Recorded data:
□ □ □ □ □
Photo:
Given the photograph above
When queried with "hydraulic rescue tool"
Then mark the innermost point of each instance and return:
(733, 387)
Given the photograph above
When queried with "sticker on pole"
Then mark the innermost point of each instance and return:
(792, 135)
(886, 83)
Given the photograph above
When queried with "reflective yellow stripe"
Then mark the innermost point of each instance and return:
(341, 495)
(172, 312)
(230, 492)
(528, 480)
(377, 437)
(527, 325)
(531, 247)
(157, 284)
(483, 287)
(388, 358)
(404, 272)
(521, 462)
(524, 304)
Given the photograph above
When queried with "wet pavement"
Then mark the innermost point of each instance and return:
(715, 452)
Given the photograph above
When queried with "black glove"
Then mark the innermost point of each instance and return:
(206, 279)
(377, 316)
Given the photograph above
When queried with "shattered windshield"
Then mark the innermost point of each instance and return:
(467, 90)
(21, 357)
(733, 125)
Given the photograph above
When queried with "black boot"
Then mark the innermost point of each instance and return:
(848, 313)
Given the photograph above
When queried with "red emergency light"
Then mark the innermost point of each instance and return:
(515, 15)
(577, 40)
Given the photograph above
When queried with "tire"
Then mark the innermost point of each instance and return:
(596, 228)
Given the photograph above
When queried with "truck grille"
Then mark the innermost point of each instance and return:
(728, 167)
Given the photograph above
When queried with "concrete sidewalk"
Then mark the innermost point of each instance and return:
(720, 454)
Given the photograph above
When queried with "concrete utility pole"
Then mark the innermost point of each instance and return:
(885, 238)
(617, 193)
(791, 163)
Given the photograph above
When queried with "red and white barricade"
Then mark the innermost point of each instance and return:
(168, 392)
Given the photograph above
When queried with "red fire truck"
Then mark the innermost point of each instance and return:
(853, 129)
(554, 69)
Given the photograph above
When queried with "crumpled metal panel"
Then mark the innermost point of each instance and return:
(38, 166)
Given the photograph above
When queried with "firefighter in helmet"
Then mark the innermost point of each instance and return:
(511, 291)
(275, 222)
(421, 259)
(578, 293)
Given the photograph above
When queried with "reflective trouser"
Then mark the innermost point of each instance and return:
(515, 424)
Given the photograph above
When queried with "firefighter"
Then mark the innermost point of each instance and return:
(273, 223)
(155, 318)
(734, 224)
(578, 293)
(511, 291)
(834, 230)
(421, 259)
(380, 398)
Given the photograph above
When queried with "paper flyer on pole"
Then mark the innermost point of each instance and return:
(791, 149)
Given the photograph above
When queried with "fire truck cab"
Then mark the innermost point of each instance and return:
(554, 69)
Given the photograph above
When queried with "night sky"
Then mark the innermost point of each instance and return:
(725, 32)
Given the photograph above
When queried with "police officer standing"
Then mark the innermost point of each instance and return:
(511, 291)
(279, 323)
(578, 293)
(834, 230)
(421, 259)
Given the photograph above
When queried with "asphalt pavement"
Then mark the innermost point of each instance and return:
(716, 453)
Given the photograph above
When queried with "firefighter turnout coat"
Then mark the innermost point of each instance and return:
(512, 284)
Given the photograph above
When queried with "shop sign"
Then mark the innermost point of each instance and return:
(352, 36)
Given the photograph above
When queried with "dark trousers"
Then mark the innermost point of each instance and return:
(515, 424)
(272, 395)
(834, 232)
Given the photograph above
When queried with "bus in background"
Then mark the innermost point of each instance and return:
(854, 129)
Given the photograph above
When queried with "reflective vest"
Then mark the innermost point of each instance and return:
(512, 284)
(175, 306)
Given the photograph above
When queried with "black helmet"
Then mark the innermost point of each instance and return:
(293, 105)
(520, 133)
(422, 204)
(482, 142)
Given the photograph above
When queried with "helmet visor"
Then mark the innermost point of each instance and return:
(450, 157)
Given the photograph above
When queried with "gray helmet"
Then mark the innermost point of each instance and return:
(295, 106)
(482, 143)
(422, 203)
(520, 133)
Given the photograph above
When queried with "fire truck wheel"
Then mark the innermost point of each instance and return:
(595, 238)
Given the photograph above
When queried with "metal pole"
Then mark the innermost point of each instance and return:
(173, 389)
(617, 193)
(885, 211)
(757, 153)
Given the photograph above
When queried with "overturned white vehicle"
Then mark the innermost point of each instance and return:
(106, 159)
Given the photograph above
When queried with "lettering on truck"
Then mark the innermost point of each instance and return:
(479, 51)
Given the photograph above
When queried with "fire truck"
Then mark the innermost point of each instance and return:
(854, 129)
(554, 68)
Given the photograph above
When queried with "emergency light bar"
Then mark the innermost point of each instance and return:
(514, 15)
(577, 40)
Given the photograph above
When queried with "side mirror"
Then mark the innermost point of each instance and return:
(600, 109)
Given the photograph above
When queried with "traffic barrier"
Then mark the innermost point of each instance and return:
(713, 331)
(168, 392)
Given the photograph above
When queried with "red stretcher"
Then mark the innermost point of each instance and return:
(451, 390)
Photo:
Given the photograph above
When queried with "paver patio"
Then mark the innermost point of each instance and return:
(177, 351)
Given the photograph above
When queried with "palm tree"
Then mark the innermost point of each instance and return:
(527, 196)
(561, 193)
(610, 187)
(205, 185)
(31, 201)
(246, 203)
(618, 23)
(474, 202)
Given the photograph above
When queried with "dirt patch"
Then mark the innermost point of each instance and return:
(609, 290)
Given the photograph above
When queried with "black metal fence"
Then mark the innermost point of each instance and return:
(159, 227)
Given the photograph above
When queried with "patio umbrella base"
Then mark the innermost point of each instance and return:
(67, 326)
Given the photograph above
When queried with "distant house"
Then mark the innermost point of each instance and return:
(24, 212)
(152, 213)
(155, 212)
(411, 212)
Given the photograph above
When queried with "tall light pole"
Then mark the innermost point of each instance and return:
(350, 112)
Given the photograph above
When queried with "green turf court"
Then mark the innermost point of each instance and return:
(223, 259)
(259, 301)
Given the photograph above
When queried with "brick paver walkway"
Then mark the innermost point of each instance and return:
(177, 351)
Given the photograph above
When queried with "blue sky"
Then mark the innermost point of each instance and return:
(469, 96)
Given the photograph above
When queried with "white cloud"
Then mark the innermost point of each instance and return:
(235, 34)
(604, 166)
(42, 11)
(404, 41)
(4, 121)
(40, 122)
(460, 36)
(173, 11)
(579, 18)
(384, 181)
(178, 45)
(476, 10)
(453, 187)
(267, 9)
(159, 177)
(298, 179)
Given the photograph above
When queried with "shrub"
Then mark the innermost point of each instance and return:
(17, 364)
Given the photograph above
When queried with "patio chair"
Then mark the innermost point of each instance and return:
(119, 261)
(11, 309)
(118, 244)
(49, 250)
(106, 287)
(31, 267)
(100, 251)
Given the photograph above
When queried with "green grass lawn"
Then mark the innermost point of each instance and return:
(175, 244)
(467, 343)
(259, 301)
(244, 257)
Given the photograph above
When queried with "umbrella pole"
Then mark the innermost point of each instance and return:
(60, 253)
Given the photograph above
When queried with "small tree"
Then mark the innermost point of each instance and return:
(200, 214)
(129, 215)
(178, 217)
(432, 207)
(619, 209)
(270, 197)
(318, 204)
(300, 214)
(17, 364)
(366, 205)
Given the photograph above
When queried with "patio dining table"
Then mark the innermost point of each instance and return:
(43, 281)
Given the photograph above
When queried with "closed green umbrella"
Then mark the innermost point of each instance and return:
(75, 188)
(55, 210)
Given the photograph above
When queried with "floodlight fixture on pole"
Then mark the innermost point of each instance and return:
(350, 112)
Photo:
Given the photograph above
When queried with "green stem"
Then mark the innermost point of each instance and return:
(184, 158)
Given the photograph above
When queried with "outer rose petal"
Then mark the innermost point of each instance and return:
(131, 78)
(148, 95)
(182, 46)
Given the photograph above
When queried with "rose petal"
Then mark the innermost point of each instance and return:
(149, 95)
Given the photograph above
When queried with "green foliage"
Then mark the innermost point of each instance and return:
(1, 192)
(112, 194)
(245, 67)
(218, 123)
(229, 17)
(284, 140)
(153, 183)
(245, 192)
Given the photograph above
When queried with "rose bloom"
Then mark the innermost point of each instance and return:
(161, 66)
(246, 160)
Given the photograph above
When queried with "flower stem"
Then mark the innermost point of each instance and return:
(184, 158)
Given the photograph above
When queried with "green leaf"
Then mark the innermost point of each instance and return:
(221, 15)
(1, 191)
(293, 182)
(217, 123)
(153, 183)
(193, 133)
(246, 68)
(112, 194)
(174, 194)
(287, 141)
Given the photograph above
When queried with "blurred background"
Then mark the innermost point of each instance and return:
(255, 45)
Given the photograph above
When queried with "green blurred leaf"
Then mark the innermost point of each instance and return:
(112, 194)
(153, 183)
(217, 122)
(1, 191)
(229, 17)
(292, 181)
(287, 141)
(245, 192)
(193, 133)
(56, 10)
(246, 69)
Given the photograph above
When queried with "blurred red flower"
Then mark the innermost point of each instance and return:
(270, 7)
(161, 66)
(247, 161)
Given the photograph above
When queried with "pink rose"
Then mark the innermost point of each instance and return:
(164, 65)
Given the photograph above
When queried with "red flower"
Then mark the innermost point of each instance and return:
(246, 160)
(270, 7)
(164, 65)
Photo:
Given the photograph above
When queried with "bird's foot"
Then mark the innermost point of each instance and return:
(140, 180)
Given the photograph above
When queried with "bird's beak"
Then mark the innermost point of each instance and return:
□ □ □ □ □
> [GOAL]: Which lines of the recorded data above contain the word "petal"? Filter them out and copy each one.

> [THE SOLUTION]:
When queried with "outer rose petal"
When queried with "rose petal"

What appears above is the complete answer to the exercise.